▶ _WORK INSTRUCTIONS_
Can you continue the mailing-list email below about documenting the qcom,pvs devicetree binding, starting right after its last line?

═════ EXCERPTED PASSAGE ═════

[PATCH v5 15/15] devicetree: bindings: Document qcom,pvs
Rob Herring
robh at kernel.org
Tue Dec 26 09:36:34 PST 2017
On Thu, Dec 21, 2017 at 5:53 AM, Sricharan R <sricharan at codeaurora.org> wrote:
> Hi Rob,
>
> On 12/21/2017 2:48 AM, Rob Herring wrote:
>> On Wed, Dec 20, 2017 at 11:55:33AM +0530, Sricharan R wrote:
>>> Hi Viresh,
>>>
>>> On 12/20/2017 8:56 AM, Viresh Kumar wrote:
>>>> On 19-12-17, 21:25, Sricharan R wrote:
>>>>> + cpu at 0 {
>>>>> + compatible = "qcom,krait";
>>>>> + enable-method = "qcom,kpss-acc-v1";
>>>>> + device_type = "cpu";
>>>>> + reg = <0>;
>>>>> + qcom,acc = <&acc0>;
>>>>> + qcom,saw = <&saw0>;
>>>>> + clocks = <&kraitcc 0>;
>>>>> + clock-names = "cpu";
>>>>> + cpu-supply = <&smb208_s2a>;
>>>>> + operating-points-v2 = <&cpu_opp_table>;
>>>>> + };
>>>>> +
>>>>> + qcom,pvs {
>>>>> + qcom,pvs-format-a;
>>>>> + };
>>>>
>>>> Not sure what Rob is going to say on that :)
>>>>
>>>
>>> Yes. Would be good to know the best way.

═════ MATERIAL ═════

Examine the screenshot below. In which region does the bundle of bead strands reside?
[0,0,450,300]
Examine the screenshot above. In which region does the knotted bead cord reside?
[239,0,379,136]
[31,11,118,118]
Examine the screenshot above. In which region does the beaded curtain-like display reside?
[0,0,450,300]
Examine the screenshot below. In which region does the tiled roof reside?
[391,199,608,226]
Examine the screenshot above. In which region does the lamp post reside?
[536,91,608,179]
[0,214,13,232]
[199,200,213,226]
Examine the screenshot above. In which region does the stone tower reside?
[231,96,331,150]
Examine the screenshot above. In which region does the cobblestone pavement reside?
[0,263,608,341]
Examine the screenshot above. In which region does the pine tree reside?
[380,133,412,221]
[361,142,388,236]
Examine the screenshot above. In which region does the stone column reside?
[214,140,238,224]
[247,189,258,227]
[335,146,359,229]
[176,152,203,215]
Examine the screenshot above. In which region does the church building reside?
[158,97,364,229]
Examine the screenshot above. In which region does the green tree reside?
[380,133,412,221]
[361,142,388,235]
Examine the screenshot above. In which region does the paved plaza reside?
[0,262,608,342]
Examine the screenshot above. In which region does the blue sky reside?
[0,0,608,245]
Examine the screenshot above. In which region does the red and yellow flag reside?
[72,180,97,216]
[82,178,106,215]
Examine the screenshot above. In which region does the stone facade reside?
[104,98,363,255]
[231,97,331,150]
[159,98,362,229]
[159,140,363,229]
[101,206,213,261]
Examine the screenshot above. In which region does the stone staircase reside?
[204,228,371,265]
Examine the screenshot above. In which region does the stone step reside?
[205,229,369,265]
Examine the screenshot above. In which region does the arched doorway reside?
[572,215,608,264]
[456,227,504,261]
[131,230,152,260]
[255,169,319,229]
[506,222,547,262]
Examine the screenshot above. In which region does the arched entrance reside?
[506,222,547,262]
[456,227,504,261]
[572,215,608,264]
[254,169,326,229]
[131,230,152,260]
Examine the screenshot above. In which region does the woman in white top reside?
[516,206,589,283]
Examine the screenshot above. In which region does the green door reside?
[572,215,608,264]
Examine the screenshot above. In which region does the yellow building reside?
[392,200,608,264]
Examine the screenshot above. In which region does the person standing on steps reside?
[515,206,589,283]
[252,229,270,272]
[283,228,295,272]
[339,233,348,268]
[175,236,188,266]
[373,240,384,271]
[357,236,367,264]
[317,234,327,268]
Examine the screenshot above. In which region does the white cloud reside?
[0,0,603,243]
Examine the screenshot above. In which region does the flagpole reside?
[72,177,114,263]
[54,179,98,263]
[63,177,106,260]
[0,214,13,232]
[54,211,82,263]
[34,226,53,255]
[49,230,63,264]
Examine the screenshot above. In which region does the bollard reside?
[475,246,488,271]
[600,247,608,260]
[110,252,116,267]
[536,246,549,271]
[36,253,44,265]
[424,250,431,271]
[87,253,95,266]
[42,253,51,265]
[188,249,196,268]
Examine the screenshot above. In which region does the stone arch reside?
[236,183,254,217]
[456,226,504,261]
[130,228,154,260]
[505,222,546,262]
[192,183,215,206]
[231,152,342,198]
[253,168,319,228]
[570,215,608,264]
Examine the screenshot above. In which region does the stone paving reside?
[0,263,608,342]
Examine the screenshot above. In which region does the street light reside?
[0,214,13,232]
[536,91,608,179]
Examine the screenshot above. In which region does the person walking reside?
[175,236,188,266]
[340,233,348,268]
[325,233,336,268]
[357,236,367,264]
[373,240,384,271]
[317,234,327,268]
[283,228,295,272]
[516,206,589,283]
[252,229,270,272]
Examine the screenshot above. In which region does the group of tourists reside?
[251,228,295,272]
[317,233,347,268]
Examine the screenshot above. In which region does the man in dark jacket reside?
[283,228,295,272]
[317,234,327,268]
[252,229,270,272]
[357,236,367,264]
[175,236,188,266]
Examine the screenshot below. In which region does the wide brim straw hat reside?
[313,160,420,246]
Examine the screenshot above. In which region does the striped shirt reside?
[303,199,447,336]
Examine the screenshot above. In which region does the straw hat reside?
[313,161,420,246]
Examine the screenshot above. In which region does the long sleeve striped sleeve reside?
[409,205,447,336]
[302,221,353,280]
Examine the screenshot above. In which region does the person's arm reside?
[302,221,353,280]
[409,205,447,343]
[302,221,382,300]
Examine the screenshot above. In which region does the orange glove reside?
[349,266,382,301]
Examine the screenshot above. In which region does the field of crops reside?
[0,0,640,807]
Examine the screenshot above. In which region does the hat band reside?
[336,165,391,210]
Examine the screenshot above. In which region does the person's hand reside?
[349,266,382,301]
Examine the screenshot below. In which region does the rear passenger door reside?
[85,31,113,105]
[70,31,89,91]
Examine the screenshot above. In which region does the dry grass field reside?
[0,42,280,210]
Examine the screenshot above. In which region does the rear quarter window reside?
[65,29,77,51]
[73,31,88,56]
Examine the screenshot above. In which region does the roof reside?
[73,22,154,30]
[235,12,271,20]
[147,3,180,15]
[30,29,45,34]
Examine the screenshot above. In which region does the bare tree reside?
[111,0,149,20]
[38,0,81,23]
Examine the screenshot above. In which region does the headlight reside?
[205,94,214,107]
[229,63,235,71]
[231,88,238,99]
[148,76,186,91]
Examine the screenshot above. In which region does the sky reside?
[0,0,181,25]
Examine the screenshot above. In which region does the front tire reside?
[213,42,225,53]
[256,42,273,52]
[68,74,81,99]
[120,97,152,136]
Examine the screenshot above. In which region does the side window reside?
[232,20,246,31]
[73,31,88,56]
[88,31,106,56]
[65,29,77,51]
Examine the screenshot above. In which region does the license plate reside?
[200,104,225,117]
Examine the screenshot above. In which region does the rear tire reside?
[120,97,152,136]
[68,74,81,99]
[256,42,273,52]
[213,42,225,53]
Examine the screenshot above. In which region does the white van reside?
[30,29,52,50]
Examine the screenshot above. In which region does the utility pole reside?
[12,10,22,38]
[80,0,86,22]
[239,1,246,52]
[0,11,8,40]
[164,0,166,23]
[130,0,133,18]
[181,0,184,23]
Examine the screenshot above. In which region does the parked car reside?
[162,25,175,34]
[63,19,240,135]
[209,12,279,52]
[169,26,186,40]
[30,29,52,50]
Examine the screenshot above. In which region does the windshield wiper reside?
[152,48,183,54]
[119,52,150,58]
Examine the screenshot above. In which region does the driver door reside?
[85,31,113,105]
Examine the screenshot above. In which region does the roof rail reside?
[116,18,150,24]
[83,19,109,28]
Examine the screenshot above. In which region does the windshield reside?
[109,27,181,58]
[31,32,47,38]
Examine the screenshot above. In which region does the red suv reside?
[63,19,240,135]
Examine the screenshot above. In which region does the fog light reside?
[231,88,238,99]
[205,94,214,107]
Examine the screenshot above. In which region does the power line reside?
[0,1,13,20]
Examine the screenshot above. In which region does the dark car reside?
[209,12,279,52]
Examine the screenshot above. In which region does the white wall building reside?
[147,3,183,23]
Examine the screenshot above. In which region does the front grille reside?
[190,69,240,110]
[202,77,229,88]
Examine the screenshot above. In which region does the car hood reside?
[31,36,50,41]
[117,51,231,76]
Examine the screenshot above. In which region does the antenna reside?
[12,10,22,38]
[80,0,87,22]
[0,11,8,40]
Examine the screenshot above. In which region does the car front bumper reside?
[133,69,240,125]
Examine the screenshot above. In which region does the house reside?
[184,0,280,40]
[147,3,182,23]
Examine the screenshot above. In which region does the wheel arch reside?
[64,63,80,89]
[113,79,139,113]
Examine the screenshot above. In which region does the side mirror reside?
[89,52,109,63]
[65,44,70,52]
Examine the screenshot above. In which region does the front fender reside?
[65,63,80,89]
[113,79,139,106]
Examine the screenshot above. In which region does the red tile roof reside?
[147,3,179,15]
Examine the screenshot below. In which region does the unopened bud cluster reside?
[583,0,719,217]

═════

▶ _RESULT FOR THIS EXERCISE_
>>
>> Seems like this should be a property of an efuse node either implied by
>> the compatible or a separate property. What determines format A vs. B?
>>
>
> Yes, this efuse registers are part of the eeprom (qfprom) tied to the soc.
> So this property (details like bitfields and register offsets that it represents)
> can be put soc specific and nvmem apis can be used to read
> the registers. Does something like below look ok ?
>
> qcom,pvs {
> compatible = "qcom,pvs-ipq8064";
> nvmem-cells = <&pvs_efuse>;
> }
Why do you need this node? It doesn't look like it corresponds to a
h/w block. It looks like you are just creating it to instantiate a
driver.
> qfprom: qfprom at 700000 {
> compatible = "qcom,qfprom";
Either this or...
> reg = <0x00700000 0x1000>;
> #address-cells = <1>;
> #size-cells = <1>;
> ranges;
> pvs_efuse: pvs {
a compatible here should be specific enough so the OS can know what
the bits are.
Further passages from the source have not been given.